─── AVAILABLE RECORDS ───

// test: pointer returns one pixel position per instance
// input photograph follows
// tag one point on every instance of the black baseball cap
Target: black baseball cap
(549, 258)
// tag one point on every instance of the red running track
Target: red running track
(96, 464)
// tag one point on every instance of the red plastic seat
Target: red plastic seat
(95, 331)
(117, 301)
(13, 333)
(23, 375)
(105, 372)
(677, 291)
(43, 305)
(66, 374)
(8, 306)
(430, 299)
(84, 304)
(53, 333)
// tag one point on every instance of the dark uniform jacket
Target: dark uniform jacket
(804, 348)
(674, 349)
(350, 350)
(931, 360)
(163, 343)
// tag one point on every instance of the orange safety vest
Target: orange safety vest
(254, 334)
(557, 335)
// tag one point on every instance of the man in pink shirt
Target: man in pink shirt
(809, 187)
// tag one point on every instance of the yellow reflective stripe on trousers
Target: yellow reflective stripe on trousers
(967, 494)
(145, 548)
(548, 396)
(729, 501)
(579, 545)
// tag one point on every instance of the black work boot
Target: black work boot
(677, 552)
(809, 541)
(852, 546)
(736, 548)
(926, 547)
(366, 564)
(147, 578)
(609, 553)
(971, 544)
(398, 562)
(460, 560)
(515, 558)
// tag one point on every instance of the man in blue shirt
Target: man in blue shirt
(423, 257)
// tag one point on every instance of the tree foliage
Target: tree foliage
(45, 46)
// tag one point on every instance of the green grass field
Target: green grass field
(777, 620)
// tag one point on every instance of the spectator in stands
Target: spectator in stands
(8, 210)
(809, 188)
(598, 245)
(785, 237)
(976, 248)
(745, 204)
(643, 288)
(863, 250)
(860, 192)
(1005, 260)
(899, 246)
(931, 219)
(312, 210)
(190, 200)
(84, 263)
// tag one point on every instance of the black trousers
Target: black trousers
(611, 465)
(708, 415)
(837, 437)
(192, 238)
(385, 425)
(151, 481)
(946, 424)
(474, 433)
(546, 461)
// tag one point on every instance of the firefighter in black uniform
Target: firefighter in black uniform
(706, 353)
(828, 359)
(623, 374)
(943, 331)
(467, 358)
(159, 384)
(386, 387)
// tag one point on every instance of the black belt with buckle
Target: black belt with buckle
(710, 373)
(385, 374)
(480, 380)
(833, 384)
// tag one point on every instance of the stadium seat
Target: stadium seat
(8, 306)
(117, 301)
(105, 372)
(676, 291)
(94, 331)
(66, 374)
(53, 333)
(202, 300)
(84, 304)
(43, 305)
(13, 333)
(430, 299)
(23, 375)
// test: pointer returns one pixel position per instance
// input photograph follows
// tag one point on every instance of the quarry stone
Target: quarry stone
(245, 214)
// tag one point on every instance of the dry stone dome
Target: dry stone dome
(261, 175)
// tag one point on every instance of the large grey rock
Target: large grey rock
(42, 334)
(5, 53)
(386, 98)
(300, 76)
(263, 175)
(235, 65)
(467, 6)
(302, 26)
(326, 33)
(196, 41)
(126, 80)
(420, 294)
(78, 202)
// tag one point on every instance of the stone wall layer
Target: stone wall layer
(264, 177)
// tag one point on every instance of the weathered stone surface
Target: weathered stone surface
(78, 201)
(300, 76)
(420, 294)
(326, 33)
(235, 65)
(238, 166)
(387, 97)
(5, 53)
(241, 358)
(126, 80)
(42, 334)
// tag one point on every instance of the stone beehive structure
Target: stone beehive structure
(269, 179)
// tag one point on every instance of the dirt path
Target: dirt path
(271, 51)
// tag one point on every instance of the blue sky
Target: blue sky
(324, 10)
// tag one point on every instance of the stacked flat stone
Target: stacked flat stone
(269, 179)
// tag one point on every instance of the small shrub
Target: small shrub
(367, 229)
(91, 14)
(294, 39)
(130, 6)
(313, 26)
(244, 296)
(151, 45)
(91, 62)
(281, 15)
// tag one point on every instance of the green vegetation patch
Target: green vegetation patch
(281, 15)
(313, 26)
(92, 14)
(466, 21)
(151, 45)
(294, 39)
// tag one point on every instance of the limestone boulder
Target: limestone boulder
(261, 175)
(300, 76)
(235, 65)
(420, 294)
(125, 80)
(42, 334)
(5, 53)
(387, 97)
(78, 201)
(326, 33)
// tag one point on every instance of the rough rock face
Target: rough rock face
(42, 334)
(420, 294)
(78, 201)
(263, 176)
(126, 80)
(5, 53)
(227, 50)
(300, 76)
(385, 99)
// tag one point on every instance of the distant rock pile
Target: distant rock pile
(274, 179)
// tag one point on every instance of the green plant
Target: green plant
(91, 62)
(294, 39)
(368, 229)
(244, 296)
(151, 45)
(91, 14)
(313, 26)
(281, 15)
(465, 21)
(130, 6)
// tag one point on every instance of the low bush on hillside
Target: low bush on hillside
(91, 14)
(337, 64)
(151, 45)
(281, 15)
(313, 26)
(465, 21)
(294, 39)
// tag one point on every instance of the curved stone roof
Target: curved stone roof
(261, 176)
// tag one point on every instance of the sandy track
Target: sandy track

───

**WHAT TO DO:** Retype all of the data shown above, word for word.

**TASK ANSWER:**
// test: pointer returns one pixel position per instance
// input photograph follows
// tag one point on every instance of the black baseball cap
Target: black baseball cap
(549, 258)
// tag one point on every instance of the red running track
Target: red running track
(96, 464)
// tag one point on every instance of the red plastic seat
Target: red plastic seat
(95, 331)
(117, 301)
(13, 333)
(23, 375)
(105, 372)
(677, 291)
(43, 305)
(66, 374)
(8, 306)
(430, 299)
(84, 304)
(53, 333)
// tag one point on every instance of the dark uniform jacket
Target: dark uniform jacket
(804, 348)
(674, 349)
(350, 350)
(931, 360)
(163, 343)
// tag one point on every instance of the orange safety vest
Target: orange safety vest
(254, 334)
(557, 335)
// tag one point on every instance of the man in pink shirt
Target: man in pink shirt
(809, 187)
// tag one point on every instance of the yellow reflective stripe on trousers
Target: yellow reflective stripe on trousers
(967, 494)
(145, 548)
(548, 396)
(729, 501)
(579, 545)
// tag one point on every instance of the black work boot
Target: black work boot
(677, 552)
(809, 541)
(852, 546)
(736, 548)
(926, 547)
(366, 564)
(147, 578)
(609, 553)
(971, 544)
(398, 562)
(460, 560)
(515, 558)
// tag one point on every instance of the man in blue shirt
Target: man in blue shirt
(423, 257)
// tag one point on every instance of the tree foliage
Target: tree foliage
(45, 46)
// tag one point on every instance of the green grass field
Target: green grass field
(777, 620)
// tag one point on every instance of the spectator in stands
Target: spectator in stands
(8, 210)
(809, 188)
(598, 245)
(785, 237)
(976, 248)
(745, 204)
(643, 288)
(863, 250)
(860, 192)
(1005, 260)
(899, 246)
(931, 219)
(312, 210)
(190, 200)
(84, 263)
// tag one point on every instance of the black trousers
Target: black trousers
(611, 465)
(708, 415)
(837, 437)
(192, 238)
(385, 425)
(151, 481)
(946, 424)
(474, 433)
(546, 461)
// tag one point on every instance of the firefighter in black uniform
Target: firefighter in black uniform
(706, 353)
(828, 359)
(623, 374)
(943, 331)
(467, 358)
(159, 384)
(386, 387)
// tag one point on every instance of the black belt with buckle
Target: black belt with buckle
(710, 373)
(385, 374)
(480, 380)
(833, 384)
// tag one point on every instance of the stadium seat
Target: stadium seat
(8, 306)
(117, 301)
(105, 372)
(676, 291)
(94, 331)
(66, 374)
(53, 333)
(202, 300)
(84, 304)
(43, 305)
(13, 333)
(430, 299)
(23, 375)
// test: pointer returns one pixel position per instance
// input photograph follows
// tag one point on every instance of the quarry stone
Target: quarry stone
(245, 214)
// tag one point on every instance of the dry stone dome
Target: dry stone dome
(261, 175)
// tag one point on every instance of the large grey rock
Target: large grey rock
(42, 334)
(5, 53)
(386, 98)
(300, 76)
(263, 175)
(235, 65)
(467, 6)
(302, 26)
(326, 33)
(196, 41)
(126, 80)
(420, 294)
(78, 202)
// tag one point on every instance of the stone wall layer
Target: stone wall layer
(264, 177)
// tag one point on every instance of the weathered stone surface
Target: weathered stone surface
(78, 201)
(300, 76)
(420, 294)
(326, 33)
(235, 65)
(238, 166)
(387, 97)
(5, 53)
(241, 358)
(126, 80)
(42, 334)
// tag one point on every instance of the stone beehive structure
Target: stone beehive structure
(269, 179)
// tag one point on every instance of the dirt path
Target: dirt path
(271, 51)
// tag one point on every instance of the blue sky
Target: blue sky
(324, 10)
// tag one point on every instance of the stacked flat stone
Target: stacked flat stone
(269, 179)
// tag one point on every instance of the small shrub
Target: small shrub
(367, 229)
(91, 14)
(294, 39)
(130, 6)
(313, 26)
(244, 296)
(151, 45)
(91, 62)
(281, 15)
// tag one point on every instance of the green vegetation patch
Target: green vegetation patch
(281, 15)
(313, 26)
(92, 14)
(466, 21)
(151, 45)
(294, 39)
// tag one point on every instance of the limestone boulder
Target: limestone boulder
(261, 175)
(300, 76)
(235, 65)
(420, 294)
(125, 80)
(42, 334)
(5, 53)
(387, 97)
(78, 201)
(326, 33)
// tag one point on every instance of the rough rock face
Target: rough rock face
(42, 334)
(420, 294)
(78, 201)
(263, 176)
(126, 80)
(5, 53)
(227, 50)
(300, 76)
(385, 99)
// tag one point on every instance of the distant rock pile
Target: distant rock pile
(274, 179)
// tag one point on every instance of the green plant
Target: green plant
(91, 62)
(294, 39)
(368, 229)
(244, 296)
(151, 45)
(91, 14)
(313, 26)
(281, 15)
(465, 21)
(130, 6)
// tag one point on every instance of the low bush on hillside
Target: low bush on hillside
(91, 14)
(337, 64)
(151, 45)
(281, 15)
(313, 26)
(465, 21)
(294, 39)
// tag one point on every instance of the curved stone roof
Target: curved stone roof
(261, 176)
// tag one point on every instance of the sandy track
Target: sandy track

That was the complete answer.